_Actions demandées_.
(a) Selon l'extrait sur les origines de l'homme, pendant quelle ère les mers et les continents ont-ils pris à peu près la forme que nous leur voyons de nos jours ?
(b) Prolongez le texte sur les origines de l'homme et la formation de la terre à partir de sa dernière phrase.

**** Extrait présenté

Que doit-on penser ? Faut-il quand on pèse ces faits s’en tenir aux conventions admises ?

N’est-il pas plus sage de penser que dans sa recherche des origines l’homme a négligé l’étude d’un facteur puissant qui est la terre.

Si, dès que la terre, au cours de sa lente gestation a pu nourrir des mammifères, l’homme a existé, ce qui est logiquement possible. Il peut avoir vécu pendant le pliocène, dernière phase de ce que les géologues nomment les temps tertiaires. Si cette ère tertiaire, comparée aux temps antérieurs, a été courte, elle n’en a pas moins duré des milliers d’années, comme le démontre la progressive évolution de ses formes animales et végétales qui ont avec les espèces actuelles des analogies de formes indéniables.

Quels qu’aient été les représentants de l’humanité à ces époques reculées, s’ils ont vécu, c’est au sein des bouleversements géologiques considérables, puisque c’est pendant l’ère tertiaire que les mers et les continents terrestres ont pris à peu près la forme définitive (?) que nous leur voyons de nos jours.

Deux points du globe ont surtout subi des modifications profondes : les terres qui occupaient en partie la place du Pacifique et de l’Atlantique.

********
**** Extraits de données

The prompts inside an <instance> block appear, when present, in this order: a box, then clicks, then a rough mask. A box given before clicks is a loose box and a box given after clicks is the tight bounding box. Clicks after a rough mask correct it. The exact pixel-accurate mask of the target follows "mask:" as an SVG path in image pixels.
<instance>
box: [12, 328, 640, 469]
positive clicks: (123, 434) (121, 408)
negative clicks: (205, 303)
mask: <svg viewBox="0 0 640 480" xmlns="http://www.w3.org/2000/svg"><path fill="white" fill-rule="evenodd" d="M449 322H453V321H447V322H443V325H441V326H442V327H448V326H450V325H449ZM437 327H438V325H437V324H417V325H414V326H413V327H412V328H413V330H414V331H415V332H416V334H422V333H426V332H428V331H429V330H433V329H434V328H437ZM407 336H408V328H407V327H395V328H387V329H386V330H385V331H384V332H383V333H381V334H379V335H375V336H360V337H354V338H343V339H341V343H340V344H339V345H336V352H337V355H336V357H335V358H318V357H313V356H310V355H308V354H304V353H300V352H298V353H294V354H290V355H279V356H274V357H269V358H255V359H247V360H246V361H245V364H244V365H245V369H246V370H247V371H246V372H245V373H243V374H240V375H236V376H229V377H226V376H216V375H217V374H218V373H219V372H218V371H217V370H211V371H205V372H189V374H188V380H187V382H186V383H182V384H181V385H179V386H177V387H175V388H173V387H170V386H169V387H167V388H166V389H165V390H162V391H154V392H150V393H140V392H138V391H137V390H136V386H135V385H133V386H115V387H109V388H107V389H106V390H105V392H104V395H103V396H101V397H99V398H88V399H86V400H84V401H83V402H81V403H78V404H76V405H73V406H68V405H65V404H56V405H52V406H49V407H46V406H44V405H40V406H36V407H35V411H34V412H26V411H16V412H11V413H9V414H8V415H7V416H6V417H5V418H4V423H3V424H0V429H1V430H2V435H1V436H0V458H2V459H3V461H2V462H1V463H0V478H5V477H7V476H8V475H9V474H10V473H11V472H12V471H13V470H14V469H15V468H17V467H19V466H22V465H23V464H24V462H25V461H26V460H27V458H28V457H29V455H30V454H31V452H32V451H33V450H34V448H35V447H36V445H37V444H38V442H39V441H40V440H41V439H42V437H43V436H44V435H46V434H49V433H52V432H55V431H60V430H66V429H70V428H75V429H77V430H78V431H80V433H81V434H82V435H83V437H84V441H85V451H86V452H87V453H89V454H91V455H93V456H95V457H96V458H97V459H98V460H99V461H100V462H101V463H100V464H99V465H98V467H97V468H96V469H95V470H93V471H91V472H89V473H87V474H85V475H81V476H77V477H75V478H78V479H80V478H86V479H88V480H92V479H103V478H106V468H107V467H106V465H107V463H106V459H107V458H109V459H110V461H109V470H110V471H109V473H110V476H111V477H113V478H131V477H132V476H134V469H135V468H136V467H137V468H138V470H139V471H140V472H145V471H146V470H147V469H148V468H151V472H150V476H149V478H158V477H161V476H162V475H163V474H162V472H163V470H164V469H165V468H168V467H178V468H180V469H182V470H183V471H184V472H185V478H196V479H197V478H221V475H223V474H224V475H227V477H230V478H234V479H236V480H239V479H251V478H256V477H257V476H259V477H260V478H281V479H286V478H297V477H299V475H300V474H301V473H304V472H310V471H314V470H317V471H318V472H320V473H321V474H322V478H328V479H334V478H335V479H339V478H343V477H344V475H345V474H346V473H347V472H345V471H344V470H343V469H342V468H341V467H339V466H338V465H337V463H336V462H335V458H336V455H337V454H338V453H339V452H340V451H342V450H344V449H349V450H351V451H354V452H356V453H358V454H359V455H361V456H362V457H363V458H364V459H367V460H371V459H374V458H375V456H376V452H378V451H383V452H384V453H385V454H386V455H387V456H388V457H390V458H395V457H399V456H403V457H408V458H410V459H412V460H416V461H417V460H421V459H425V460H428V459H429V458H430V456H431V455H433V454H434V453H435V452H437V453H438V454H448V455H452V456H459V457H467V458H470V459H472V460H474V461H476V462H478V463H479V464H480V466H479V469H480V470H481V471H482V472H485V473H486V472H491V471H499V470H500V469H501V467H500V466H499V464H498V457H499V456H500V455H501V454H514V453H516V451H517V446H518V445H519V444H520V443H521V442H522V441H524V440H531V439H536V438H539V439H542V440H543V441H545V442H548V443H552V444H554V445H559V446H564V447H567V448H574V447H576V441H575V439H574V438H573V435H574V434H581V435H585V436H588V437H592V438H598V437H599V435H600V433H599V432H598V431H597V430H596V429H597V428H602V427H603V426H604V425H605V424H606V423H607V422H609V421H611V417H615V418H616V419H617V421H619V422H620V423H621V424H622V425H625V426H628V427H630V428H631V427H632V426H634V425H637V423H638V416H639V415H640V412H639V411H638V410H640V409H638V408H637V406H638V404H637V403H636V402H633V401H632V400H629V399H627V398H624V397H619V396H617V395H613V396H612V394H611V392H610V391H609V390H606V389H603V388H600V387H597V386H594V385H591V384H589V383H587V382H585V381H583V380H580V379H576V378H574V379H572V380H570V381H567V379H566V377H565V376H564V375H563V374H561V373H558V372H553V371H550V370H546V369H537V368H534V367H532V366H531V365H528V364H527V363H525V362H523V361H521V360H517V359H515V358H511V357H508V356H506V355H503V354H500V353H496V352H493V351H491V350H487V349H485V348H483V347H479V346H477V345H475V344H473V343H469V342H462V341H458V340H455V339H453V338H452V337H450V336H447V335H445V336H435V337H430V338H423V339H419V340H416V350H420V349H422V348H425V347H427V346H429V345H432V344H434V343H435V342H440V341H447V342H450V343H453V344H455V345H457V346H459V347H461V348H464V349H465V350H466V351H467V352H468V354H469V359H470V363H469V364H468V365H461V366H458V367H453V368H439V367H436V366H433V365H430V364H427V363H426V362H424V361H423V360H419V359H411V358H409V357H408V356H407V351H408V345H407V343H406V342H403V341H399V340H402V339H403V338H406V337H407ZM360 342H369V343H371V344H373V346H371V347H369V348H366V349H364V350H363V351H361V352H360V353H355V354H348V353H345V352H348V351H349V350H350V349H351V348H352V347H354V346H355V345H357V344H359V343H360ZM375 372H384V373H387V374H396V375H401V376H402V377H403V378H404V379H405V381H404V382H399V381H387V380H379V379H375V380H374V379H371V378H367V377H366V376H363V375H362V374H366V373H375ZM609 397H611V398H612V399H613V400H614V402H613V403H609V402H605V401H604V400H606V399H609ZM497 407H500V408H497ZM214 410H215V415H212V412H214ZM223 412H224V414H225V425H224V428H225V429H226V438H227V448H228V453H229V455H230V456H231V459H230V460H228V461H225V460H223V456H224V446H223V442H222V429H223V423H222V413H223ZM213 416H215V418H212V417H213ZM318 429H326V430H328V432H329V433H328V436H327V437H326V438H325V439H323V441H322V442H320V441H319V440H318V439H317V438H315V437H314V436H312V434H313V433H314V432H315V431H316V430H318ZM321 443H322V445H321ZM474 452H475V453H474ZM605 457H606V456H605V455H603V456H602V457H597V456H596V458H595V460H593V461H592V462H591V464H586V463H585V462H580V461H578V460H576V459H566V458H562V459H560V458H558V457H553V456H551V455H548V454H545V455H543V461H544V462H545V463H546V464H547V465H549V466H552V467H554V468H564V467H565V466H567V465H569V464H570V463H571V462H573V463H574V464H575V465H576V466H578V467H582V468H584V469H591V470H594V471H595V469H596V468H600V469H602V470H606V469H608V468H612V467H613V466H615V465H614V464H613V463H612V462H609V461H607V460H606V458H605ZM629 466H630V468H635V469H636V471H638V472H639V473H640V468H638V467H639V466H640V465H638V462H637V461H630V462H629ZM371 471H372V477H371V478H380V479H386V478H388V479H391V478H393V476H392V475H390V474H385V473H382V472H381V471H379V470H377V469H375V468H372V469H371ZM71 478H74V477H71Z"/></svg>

********

_Réponses numérotées_.
(a) Pendant l'ère tertiaire.

(b)
Si l’on considère que les traces de communications terrestres sont indéniables entre l’Amérique du Nord et l’Europe occidentale ; entre l’Amérique du Sud et l’Afrique, que d’autre part l’Australie et les nombreuses îles qui constituent le continent océanien sont incontestablement les vestiges de terres disparues, on admettra qu’il ne devait émerger de ce que nous appelons l’Ancien Monde, qu’une très faible partie.

Une hypothèse s’offre à l’esprit : ne peut-on concevoir une ou des civilisations puissantes édifiées au sein de ces terres aujourd’hui sombrées sous les flots de l’océan par le fait d’une révolution du globe.

Voici comme nous concevons l’hypothèse : les hommes de la race la plus anciennement créée dans un milieu favorable ont pendant des siècles développé leurs facultés intellectuelles, sociales et artistiques : ils ont rayonné dans les limites de leur action soit par terre, soit par mer et fondé quelques colonies au sein de tribus barbares ; supposons que ces peuplades étaient les Chinois, les Hindous, les Assyriens, les Égyptiens, les Phéniciens, etc… et qu’un jour, dans un cataclysme effroyable, la mère patrie disparaisse entièrement, entraînant dans sa ruine toute la science et tous les arts ; que tout soit englouti, jusqu’au souvenir ; que se produirait-il ?


Femme juive d’Algérie.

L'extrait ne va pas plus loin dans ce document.